Put the lines from the start of the rows through the line containing "box: [372, 54, 411, 80]" into a Markdown table with columns named No. and Text, numbering each line and skipping blank ones. Leave the pictures out of the table.

(Collected data)
--------

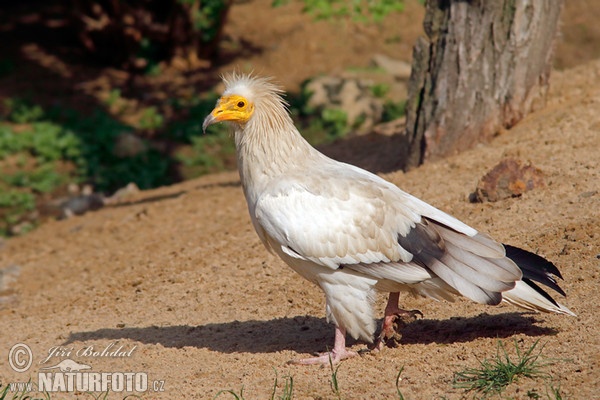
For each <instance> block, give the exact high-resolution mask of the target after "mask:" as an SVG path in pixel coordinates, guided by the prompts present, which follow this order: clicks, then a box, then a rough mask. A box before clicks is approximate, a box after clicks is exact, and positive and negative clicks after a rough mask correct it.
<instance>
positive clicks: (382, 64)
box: [372, 54, 411, 80]
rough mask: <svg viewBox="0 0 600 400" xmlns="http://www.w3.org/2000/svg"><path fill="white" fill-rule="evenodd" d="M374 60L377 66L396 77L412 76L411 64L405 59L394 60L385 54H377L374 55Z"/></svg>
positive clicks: (375, 63)
mask: <svg viewBox="0 0 600 400" xmlns="http://www.w3.org/2000/svg"><path fill="white" fill-rule="evenodd" d="M372 62H373V64H374V65H375V66H377V67H379V68H382V69H384V70H385V72H387V73H388V74H390V75H392V76H393V77H394V78H396V79H402V80H407V79H408V78H410V69H411V66H410V64H409V63H407V62H405V61H402V60H394V59H393V58H390V57H388V56H385V55H383V54H376V55H375V56H373V60H372Z"/></svg>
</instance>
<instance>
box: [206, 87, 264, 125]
mask: <svg viewBox="0 0 600 400" xmlns="http://www.w3.org/2000/svg"><path fill="white" fill-rule="evenodd" d="M253 111H254V105H253V104H252V103H250V102H249V101H248V100H246V98H244V97H242V96H239V95H231V96H223V97H221V98H220V99H219V101H218V102H217V106H216V107H215V109H214V110H212V111H211V113H210V114H208V116H207V117H206V118H205V119H204V123H203V124H202V131H203V132H205V133H206V128H208V127H209V126H210V125H212V124H216V123H217V122H223V121H231V122H237V123H238V124H240V125H241V124H245V123H246V122H248V120H249V119H250V117H251V116H252V112H253Z"/></svg>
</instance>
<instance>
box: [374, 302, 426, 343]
mask: <svg viewBox="0 0 600 400" xmlns="http://www.w3.org/2000/svg"><path fill="white" fill-rule="evenodd" d="M417 316H420V317H421V318H423V313H422V312H421V311H419V310H402V309H399V308H396V309H394V310H387V309H386V313H385V317H384V318H383V324H382V326H381V333H380V334H379V337H378V338H377V341H376V342H375V346H374V347H373V349H372V351H375V352H379V351H381V350H383V347H384V346H386V345H387V346H389V347H395V346H396V345H397V343H398V342H399V341H400V339H401V337H402V336H401V335H400V330H401V329H402V328H403V327H404V326H406V324H408V323H409V322H412V321H415V320H416V319H417Z"/></svg>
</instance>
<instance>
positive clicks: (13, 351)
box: [8, 343, 33, 372]
mask: <svg viewBox="0 0 600 400" xmlns="http://www.w3.org/2000/svg"><path fill="white" fill-rule="evenodd" d="M32 362H33V353H32V352H31V348H30V347H29V346H27V345H26V344H24V343H17V344H15V345H14V346H13V347H11V349H10V351H9V352H8V364H9V365H10V367H11V368H12V369H13V370H15V371H16V372H25V371H27V370H28V369H29V367H31V363H32Z"/></svg>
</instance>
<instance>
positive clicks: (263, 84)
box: [202, 73, 287, 132]
mask: <svg viewBox="0 0 600 400" xmlns="http://www.w3.org/2000/svg"><path fill="white" fill-rule="evenodd" d="M223 81H224V82H225V91H224V92H223V95H222V96H221V97H220V98H219V100H218V101H217V105H216V106H215V108H214V109H213V110H212V111H211V113H210V114H209V115H208V116H207V117H206V118H205V119H204V123H203V124H202V129H203V131H204V132H206V128H208V127H209V126H210V125H212V124H215V123H217V122H225V121H228V122H231V123H234V124H237V125H238V126H240V127H243V126H244V125H246V124H247V123H248V122H249V121H250V120H251V118H252V117H253V116H255V114H257V113H258V114H261V113H263V114H265V116H267V115H268V116H270V117H271V118H275V119H277V118H280V117H279V116H278V115H277V114H281V111H283V114H287V112H286V110H285V101H284V100H283V99H282V98H281V93H282V90H281V89H280V88H279V87H277V86H276V85H275V84H273V83H272V82H271V80H270V79H269V78H259V77H255V76H251V75H244V74H235V73H234V74H231V75H229V76H227V77H224V78H223ZM257 111H258V112H257ZM255 118H256V116H255ZM259 119H260V118H259ZM262 119H264V118H262Z"/></svg>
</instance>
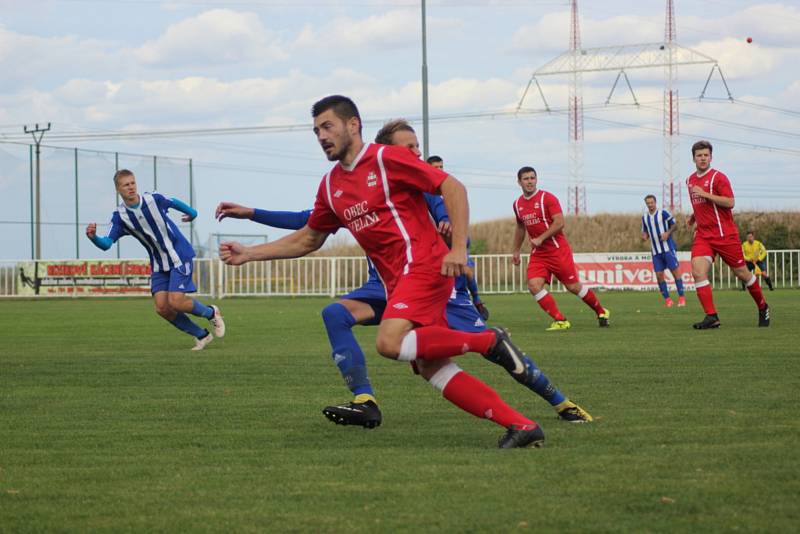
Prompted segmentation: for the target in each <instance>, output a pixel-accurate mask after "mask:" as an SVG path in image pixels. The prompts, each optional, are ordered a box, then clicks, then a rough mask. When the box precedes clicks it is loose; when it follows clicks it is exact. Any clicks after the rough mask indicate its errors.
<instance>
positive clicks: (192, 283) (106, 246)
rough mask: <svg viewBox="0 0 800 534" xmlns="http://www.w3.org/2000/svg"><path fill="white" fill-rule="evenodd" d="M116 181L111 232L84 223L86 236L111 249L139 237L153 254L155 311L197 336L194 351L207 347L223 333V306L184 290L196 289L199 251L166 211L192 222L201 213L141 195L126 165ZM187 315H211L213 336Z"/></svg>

--------

■ REPLY
| No. | Text |
|---|---|
| 1 | For each <instance> block, give the exact high-resolution mask of the target after "mask:" as an SVG path in pixel coordinates, guided by the prompts present, which follow this order: clicks, then a box, then a rough mask. A box before clicks is approximate, a box after clicks is exact, and positive and negative clicks after a rough mask correct it. |
| 2 | <instance> |
| 3 | positive clicks: (382, 64) |
| 4 | box: [372, 54, 411, 80] |